* [Exercise]: In the data below, replace "baseboard heater" with "wall heater" and write out again only the lines from the line with "You should see the white wall" up to and including the line with "262;244;586;360". Leave everything else unchanged.

* [Data provided]:

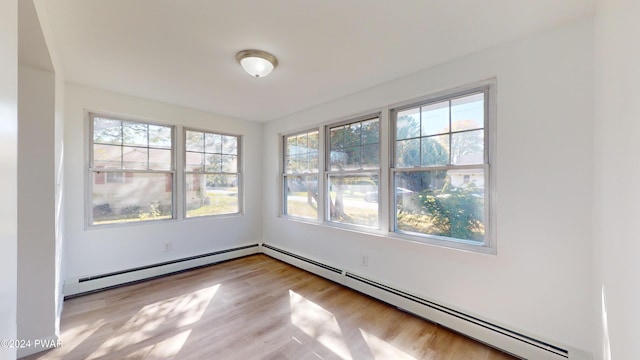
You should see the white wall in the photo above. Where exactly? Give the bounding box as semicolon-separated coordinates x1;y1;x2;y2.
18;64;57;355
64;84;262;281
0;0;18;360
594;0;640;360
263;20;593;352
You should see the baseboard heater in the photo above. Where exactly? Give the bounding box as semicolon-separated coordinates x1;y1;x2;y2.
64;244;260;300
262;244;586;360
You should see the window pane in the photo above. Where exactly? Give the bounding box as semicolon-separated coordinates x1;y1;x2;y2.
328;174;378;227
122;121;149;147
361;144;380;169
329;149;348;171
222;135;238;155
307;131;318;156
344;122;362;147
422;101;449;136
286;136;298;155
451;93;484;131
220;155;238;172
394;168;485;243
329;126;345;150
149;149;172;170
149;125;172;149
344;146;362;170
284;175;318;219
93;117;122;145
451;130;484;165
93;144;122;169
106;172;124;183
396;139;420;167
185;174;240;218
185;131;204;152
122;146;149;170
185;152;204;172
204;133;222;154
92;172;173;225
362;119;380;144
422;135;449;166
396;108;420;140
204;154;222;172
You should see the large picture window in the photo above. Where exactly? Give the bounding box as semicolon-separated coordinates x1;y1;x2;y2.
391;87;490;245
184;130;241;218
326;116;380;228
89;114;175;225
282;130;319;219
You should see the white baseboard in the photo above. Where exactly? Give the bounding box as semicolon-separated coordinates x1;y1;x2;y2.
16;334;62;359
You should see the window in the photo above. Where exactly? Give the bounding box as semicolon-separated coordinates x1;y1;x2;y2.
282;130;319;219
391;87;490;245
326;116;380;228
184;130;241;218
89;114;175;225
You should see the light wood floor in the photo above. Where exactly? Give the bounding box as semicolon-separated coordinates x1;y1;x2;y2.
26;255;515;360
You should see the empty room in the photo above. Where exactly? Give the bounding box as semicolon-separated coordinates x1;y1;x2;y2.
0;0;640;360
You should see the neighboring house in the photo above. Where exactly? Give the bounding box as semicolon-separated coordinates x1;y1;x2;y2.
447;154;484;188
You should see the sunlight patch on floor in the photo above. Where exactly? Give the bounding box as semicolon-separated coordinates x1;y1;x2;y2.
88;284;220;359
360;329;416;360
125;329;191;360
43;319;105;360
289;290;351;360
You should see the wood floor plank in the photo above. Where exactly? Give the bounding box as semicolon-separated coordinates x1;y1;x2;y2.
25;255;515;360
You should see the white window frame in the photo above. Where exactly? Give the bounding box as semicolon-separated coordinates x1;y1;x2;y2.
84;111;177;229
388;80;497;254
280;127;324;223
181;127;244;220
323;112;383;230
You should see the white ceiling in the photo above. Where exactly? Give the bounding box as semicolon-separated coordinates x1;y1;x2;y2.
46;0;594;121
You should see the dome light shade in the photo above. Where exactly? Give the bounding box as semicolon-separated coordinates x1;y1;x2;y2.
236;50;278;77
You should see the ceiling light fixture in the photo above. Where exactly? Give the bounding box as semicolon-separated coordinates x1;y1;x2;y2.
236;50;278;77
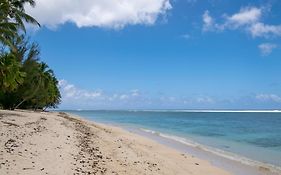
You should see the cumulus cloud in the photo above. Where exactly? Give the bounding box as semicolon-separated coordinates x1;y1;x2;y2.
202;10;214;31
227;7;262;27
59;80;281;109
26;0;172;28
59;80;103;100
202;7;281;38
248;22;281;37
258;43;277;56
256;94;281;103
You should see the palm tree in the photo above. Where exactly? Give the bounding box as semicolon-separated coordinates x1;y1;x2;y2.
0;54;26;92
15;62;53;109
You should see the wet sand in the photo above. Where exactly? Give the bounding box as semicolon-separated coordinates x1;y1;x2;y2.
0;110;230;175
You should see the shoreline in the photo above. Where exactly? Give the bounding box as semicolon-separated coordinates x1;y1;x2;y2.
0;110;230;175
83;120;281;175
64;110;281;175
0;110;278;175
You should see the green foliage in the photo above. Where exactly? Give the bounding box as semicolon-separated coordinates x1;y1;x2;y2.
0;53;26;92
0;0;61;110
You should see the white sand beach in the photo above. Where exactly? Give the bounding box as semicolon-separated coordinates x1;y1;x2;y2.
--
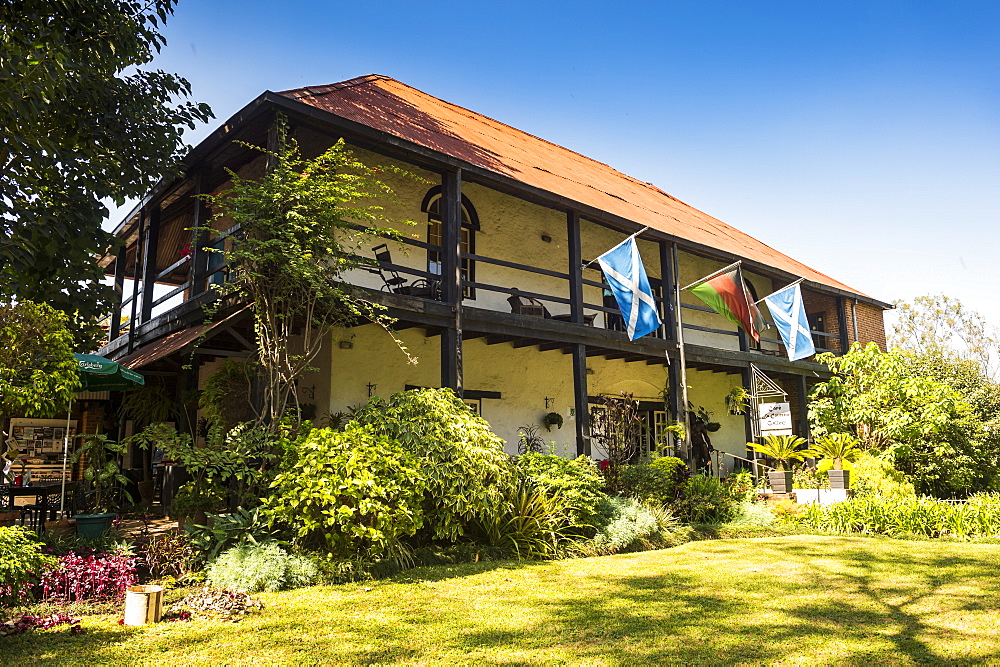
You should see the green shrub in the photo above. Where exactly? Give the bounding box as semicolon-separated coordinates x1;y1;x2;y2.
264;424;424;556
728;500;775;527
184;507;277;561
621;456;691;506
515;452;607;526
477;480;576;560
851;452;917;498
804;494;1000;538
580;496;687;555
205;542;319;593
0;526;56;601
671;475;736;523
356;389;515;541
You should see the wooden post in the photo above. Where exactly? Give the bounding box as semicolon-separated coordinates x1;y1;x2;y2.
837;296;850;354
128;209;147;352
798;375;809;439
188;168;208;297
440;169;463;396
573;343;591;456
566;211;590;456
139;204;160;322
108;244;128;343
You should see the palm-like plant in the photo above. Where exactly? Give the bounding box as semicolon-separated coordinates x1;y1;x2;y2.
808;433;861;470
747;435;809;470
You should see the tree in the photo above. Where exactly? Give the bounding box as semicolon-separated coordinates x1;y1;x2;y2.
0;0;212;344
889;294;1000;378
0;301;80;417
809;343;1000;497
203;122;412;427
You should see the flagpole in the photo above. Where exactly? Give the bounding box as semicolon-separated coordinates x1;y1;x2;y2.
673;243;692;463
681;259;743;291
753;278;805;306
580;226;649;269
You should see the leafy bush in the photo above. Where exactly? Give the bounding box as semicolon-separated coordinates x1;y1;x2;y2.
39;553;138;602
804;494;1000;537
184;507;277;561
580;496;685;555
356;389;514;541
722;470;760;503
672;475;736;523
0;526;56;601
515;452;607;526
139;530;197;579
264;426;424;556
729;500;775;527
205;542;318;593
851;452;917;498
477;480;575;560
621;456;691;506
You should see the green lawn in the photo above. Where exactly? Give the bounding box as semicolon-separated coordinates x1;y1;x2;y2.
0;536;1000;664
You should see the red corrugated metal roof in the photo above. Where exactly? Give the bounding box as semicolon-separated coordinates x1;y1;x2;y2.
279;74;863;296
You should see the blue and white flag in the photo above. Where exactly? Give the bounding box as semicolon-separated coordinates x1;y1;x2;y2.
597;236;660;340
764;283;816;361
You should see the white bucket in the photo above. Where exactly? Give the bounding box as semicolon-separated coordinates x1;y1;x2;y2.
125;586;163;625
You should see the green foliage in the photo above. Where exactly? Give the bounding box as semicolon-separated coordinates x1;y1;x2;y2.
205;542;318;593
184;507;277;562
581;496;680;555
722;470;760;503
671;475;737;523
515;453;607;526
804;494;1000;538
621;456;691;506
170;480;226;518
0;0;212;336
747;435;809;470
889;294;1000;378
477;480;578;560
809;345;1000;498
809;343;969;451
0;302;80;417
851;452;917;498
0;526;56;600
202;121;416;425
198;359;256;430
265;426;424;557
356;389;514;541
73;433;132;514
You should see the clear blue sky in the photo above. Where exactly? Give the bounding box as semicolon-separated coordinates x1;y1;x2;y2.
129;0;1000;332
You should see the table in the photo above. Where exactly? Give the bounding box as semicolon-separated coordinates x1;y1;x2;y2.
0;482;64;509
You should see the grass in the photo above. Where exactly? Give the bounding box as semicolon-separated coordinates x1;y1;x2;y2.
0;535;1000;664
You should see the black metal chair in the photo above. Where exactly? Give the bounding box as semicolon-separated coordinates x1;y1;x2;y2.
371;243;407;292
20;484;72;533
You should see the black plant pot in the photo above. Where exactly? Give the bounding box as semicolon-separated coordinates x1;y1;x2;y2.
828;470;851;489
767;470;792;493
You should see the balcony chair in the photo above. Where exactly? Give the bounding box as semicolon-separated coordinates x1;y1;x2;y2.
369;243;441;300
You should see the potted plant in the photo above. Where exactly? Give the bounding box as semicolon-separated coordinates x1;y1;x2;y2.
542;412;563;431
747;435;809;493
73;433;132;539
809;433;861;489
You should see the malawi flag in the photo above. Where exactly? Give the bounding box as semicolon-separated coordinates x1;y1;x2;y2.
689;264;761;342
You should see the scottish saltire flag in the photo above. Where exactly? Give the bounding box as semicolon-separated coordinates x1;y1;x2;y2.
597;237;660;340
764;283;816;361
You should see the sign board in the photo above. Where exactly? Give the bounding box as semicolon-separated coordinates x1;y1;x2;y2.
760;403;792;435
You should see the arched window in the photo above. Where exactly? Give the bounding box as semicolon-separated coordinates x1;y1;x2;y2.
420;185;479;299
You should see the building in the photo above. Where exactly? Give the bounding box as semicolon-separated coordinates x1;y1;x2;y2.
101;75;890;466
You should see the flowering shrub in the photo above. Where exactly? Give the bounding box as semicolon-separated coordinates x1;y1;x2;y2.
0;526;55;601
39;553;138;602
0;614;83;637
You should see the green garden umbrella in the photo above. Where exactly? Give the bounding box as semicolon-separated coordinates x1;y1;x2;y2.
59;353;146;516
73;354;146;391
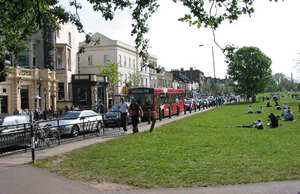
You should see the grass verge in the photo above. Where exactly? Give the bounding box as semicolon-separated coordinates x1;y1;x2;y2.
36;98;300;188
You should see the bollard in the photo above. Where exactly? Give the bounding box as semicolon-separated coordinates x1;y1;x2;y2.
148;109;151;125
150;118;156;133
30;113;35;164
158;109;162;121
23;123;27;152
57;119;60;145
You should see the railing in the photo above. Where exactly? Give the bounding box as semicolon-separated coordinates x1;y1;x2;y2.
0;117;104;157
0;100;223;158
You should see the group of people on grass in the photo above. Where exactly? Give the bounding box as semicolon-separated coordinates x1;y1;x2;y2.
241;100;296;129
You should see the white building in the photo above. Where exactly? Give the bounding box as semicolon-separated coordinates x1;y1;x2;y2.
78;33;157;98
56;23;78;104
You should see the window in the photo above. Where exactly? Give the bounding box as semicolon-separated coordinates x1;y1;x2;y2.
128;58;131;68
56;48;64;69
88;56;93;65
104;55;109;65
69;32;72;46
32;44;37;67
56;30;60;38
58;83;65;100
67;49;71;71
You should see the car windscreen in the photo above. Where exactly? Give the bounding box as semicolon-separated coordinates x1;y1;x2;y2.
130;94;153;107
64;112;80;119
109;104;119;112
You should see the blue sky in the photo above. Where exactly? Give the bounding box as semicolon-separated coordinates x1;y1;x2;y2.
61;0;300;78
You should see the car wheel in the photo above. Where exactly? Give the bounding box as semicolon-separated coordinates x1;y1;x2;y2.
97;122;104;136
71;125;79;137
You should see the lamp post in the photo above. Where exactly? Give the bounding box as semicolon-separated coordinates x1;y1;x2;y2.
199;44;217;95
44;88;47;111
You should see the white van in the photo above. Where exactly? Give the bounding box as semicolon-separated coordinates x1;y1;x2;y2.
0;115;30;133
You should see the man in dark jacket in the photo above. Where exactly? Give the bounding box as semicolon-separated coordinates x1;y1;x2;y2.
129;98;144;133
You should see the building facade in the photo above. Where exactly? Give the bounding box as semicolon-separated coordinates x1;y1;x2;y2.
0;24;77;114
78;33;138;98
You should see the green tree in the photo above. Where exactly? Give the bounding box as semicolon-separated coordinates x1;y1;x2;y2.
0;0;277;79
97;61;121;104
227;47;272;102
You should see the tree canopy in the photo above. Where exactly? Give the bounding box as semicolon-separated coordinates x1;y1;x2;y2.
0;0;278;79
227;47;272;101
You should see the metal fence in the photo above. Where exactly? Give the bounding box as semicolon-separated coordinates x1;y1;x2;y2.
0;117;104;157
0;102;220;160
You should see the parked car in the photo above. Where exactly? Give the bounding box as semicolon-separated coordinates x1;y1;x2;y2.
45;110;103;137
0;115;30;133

* [Result of the task]:
You should see the white wall in the photo above. Where exactly? Give the bounding box as semicolon-separated coordinates x1;y1;x2;y2.
18;64;57;355
64;84;262;281
0;0;18;360
594;0;640;360
263;20;593;352
You should see the wall heater in the photo above. Where exactly? Give the bounding box as semicolon-separated coordinates x1;y1;x2;y2.
64;244;260;300
262;244;586;360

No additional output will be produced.